#### [ÉNONCÉ DU PROBLÈME A]
Recopiez à l'identique les entrées ci-dessous, depuis la ligne qui contient « Practice step: find every instance of the blue » jusqu'à la fin des entrées, ces deux limites comprises.

Nous faisons maintenant face à une parfaite combinaison de facteurs qui menace de dévaster les économies des pays en développement.
C’est pourquoi, dès les premiers jours de cette guerre, j’ai mis sur pied le Groupe mondial d’intervention en cas de crise alimentaire, énergétique et financière. Dirigé par une équipe spéciale au Secrétariat de l’ONU, il rend compte à un comité directeur auquel participent toutes les entités des Nations unies et les institutions financières internationales.
Aujourd’hui, nous publions le premier rapport de cette équipe spéciale.
Se joignent à moi la Secrétaire générale de la CNUCED, Rebeca Grynspan, coordonnatrice de l’équipe, et la Vice-Secrétaire générale, présidente du Comité directeur.
Mme Grynspan passera en revue les recommandations.

Je tiens à souligner deux points essentiels qui ressortent clairement de ce rapport.
Premièrement, l’impact de la guerre est global et systémique.
Pas moins de 1,7 milliard de personnes – dont un tiers vit déjà dans la pauvreté – sont aujourd’hui très exposées aux perturbations des systèmes alimentaires, énergétiques et financiers qui augmentent la pauvreté et la faim.
Trente-six pays, dont certains parmi les plus pauvres et les plus vulnérables du monde, dépendent de la Russie et de l’Ukraine pour plus de la moitié de leurs importations de blé.
Les prix étaient déjà en hausse, la guerre n’a fait qu’empirer la situation.

#### [ÉNONCÉ DU PROBLÈME B]
D'après le texte extrait, combien de pays dépendent de la Russie et de l'Ukraine pour plus de la moitié de leurs importations de blé ?

#### [EXTRAIT DE DONNÉES]
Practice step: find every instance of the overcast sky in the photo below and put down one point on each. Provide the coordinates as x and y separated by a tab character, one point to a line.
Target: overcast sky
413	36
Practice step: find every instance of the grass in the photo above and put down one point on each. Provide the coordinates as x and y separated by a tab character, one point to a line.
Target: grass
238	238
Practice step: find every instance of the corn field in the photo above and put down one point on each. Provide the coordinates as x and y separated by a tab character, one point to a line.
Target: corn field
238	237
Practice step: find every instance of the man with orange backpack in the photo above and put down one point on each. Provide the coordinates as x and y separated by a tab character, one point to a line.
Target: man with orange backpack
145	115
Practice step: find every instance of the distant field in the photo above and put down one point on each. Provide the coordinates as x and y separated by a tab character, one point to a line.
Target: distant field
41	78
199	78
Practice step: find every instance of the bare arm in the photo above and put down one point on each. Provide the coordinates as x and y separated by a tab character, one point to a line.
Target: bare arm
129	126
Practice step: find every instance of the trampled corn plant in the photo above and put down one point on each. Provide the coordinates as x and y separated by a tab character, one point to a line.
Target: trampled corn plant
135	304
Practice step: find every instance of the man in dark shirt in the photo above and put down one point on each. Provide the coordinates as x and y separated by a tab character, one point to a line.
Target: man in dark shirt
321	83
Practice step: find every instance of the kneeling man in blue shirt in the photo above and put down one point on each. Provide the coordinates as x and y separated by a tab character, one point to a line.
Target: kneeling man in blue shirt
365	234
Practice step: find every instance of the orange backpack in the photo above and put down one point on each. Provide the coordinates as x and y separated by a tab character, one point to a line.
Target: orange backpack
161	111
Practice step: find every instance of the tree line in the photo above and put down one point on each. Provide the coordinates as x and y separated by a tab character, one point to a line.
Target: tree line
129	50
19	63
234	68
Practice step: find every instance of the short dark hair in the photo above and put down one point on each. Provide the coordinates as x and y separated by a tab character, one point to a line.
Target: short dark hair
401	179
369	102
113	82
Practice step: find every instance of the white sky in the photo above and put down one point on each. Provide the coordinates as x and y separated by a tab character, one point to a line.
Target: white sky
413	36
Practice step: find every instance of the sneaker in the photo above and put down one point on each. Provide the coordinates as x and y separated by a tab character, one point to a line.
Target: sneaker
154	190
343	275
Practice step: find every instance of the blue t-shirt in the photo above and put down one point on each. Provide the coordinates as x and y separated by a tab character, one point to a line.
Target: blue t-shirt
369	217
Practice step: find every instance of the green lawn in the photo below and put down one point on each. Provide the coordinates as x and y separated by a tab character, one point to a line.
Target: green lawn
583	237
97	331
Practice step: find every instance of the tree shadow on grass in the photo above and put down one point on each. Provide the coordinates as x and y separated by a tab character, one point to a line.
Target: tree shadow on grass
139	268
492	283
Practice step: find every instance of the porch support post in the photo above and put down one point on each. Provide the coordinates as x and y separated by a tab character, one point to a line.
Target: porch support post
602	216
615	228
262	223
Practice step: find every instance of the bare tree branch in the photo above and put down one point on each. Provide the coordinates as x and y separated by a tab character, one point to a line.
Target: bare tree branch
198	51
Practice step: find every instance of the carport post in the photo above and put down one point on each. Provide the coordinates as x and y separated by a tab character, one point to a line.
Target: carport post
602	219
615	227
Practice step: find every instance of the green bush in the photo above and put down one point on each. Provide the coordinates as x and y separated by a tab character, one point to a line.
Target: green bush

#### [CORRIGÉ DE L'EXERCICE A]
Practice step: find every instance of the blue t-shirt in the photo above and put down one point on each. Provide the coordinates as x and y separated by a tab character, one point to a line.
Target: blue t-shirt
369	217
Practice step: find every instance of the green lawn in the photo below and put down one point on each. Provide the coordinates as x and y separated by a tab character, one point to a line.
Target: green lawn
583	237
97	331
Practice step: find every instance of the tree shadow on grass in the photo above and put down one point on each. Provide the coordinates as x and y separated by a tab character, one point to a line.
Target: tree shadow on grass
139	268
492	283
Practice step: find every instance of the porch support post in the photo above and put down one point on each. Provide the coordinates as x and y separated by a tab character, one point to a line.
Target: porch support post
602	216
615	228
262	223
Practice step: find every instance of the bare tree branch in the photo above and put down one point on each. Provide the coordinates as x and y separated by a tab character, one point to a line.
Target: bare tree branch
198	51
Practice step: find every instance of the carport post in the photo above and put down one point on each. Provide the coordinates as x and y separated by a tab character, one point to a line.
Target: carport post
602	219
615	227
Practice step: find every instance of the green bush in the photo above and put down one point on each. Provide the coordinates as x and y separated by a tab character, one point to a line.
Target: green bush

#### [CORRIGÉ DE L'EXERCICE B]
Trente-six pays.